À compléter:
[1] D'après l'article sur la mini-série Safe Harbour, entre quelles années la série fait-elle des allers-retours ?
[2] Prolongez l'article sur la mini-série Safe Harbour à la suite de sa dernière phrase.

+++ Texte de la page

Arte, jeudi 14 février à 20 h 55, mini-série

Réunis pour passer leurs vacances sur un voilier au nord de l’Australie, en mer de Timor, Ryan et sa femme, Bree, la sœur de Ryan, ­Olivia, et son compagnon Damien, ainsi que leur amie ­commune Helen, tous australiens, repèrent une embarcation à la ­dérive, peuplée de réfugiés de la cale au pont, moteur et radio hors d’usage. Située en 2013, cette scène d’ouverture de Safe Harbour (le ­titre original, qui signifie « A bon port ») se voit immédiatement suivie d’un aperçu des conséquences de cette bouleversante découverte en mer, cinq ans plus tard – un va-et-vient de 2013 à 2018 qui structure la série, de manière particulièrement fluide et efficace.

Se pose à chacun, sur le voilier, la question de savoir s’il vaut mieux secourir immédiatement ces réfugiés ou partir chercher de l’aide à terre. Leur porter assistance sur l’heure supposerait d’amasser les exilés sur un voilier bien trop petit pour cela, ou, sinon, de procéder à un remorquage qui risque de disloquer les deux bateaux d’un coup. Mais s’éloigner à la recherche de secours – et éviter, ainsi, de  se mettre soi-même en danger – reviendrait probablement à ne ­retrouver au retour qu’une épave sans âme qui vive.

++++++
+++ Données fournies

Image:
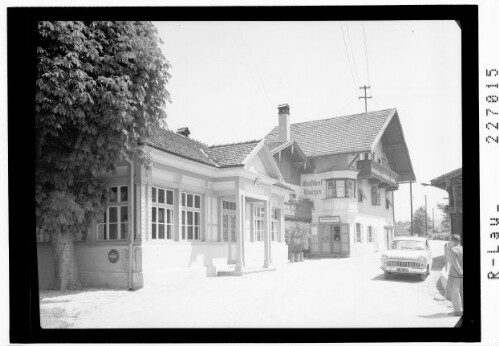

++++++

Réponses par consigne:
[1] Entre 2013 et 2018.

[2]
Un groupe de migrants à bord d'un bateau menaçant de sombrer, scène tirée de la série « Sauvetage en mer de Timor ». / VINCE VALITUTTI

Ce dilemme, source de dissension entre les cinq amis et d’au­toquestionnement pour le spectateur – « Que ferais-je, dans une telle situation, ayant des enfants que je ne veux pas laisser orphelins ? » –, ne constitue pour autant pas l’acmé de la série. Très vite, avec le retour au présent, en 2018, une nouvelle ligne de tension se fait jour, terriblement intrigante. ­Celui qui pilotait le voilier, Ryan Gallagher, reconnaît dans un chauffeur de taxi Ismail, l’un des réfugiés auquel il avait prêté ­assistance cinq ans plus tôt.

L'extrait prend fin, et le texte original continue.